**Things to do**.
**a.** Answer these questions using the article on jamming with other musicians:
(i) On what date was the article updated?
(ii) What element of jamming does the article say blues music has built in?
(iii) How many things does the article say you should know before going to your first jam session?
**b.** From the article on jamming with other musicians, list every musical genre it names, each with the element of jamming it says that genre has built in.
**c.** Resume the article on jamming with other musicians, picking up after its final sentence.

Updated: Jun 29, 2019
In the very early days of music being used for tribal rituals or as a communication device for primitive man we can see evidence that music was almost always a community affair. Music, by its very nature is not a solitary pursuit, it is meant to be used as a tool to connect and communicate with other people. Playing with other musicians is a highly important skill to develop for any aspiring musician, it can improve your playing, help you realise new ideas, help you learn from your peers and often at times keep you humble.
For decades (and possibly even centuries or millennia) the idea of “jamming” or playing with other musicians in a free form environment has been a staple of the music world. Each different contemporary musical genre has its own element of jamming built in. Jazz music has “standards” – A list of songs/pieces that jazz musicians learn and build improvisations around. Blues music has the “12 bar” – A standardised song format that blues musicians learn to follow in any key and Rock music has “Classics” – A list of classic rock songs that most musicians would either have learned or can pick up based on the songs familiar format. Jamming enables a musician to gain ideas from others, experiment with new ideas, test their skills and knowledge and meet like-minded musicians to network with. However, it also can be a really stressful and terrifying thing to do! You might feel like your playing will be judged by other musicians, your playing is inadequate you may feel like other musicians will realize that you don’t understand all the theory or any other feelings of crippling self-doubt that us musicians are so accustomed to. These are almost always a misconception but, here are 8 things you should know before going to your first jam session.

**Entries shown**.
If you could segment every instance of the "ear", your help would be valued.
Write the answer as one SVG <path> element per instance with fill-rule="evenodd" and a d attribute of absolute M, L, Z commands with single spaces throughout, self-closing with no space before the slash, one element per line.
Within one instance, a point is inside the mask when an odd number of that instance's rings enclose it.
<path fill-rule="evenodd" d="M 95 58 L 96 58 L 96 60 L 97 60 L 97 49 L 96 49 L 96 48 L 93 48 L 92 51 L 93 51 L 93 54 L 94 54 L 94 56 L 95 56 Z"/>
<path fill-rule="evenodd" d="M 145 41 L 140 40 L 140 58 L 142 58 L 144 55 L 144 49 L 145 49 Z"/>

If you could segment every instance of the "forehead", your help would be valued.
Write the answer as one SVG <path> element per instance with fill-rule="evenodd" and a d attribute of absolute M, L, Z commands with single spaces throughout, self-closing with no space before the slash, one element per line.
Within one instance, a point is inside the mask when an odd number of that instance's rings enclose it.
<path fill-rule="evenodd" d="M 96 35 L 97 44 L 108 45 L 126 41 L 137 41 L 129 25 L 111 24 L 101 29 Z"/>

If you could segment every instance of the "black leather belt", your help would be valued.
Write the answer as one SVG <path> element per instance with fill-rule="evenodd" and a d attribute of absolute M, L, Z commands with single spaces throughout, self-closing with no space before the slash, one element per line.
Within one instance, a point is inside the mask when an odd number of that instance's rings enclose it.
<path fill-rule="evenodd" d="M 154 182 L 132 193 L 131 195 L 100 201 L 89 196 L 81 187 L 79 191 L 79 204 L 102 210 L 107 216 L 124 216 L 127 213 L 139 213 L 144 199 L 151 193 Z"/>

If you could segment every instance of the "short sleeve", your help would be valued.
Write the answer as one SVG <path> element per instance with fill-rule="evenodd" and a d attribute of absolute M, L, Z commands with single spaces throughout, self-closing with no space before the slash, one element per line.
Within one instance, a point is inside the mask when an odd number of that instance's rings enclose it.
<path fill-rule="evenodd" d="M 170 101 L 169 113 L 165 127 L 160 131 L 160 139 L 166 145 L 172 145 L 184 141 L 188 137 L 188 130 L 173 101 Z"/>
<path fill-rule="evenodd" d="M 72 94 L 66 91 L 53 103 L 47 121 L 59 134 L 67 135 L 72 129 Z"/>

**Task results**.
**a.**
(i) Jun 29, 2019
(ii) The "12 bar," a standardized song format that blues musicians learn to follow in any key
(iii) 8

**b.**
- Jazz: "standards," a list of songs or pieces that jazz musicians learn and build improvisations around
- Blues: the "12 bar," a standardized song format that blues musicians learn to follow in any key
- Rock: "Classics," a list of classic rock songs that most musicians would either have learned or can pick up based on the songs' familiar format

**c.**
1. Is it genre specific? If you’ve grown up a self-taught Iron Maiden fan then the last thing you will need is to accidently end up at a jam night for hardcore jazz musicians all wanting to show off their newest solos for Giant Steps! Similarly if you are looking to show off your Giant Steps solo, don’t accidently end up in a room full of B.C Riches and Grindcore fans. Make sure you know what kind of night this one is.
2. Is it open mic or open jam? Make sure it is in-fact a Jam night for musicians to play with each other and that the venue isn’t just using the word “Jam” as a fancy sounding buzz word for Open Mic.
3. Is it renowned for professionals? If you are looking to meet other professionals or are just a high-level player there are Jam nights that attract a more professional level of player. These nights often take place in famous venues or well-known music bars such as Ronnie Scotts or Jazz at the Lincoln Centre or Shanghai Jazz and Blues (if you’re local to me) These are great if your looking for a challenge or to do some networking but, for your first time maybe best avoided.
4. Is there a song-list? A lot of jams have someone who is in charge and they may well have a large file-o-fax full of songs that the regulars or house band can play, its well worth finding out of your local jam has one of these and learning a few of the classics.
5. What is the gear situation? Worth finding out what gear the place has before you turn up to an acoustic bean-bag and bongo jam with your JCM-800 and table sized pedalboard.
6. Will anyone be reading? If you are not a keen and avid sight-reader it’d be a good idea to find out if this is the kind of jam where you may get presented with a lead sheet or even just a score and expected to be able to keep up.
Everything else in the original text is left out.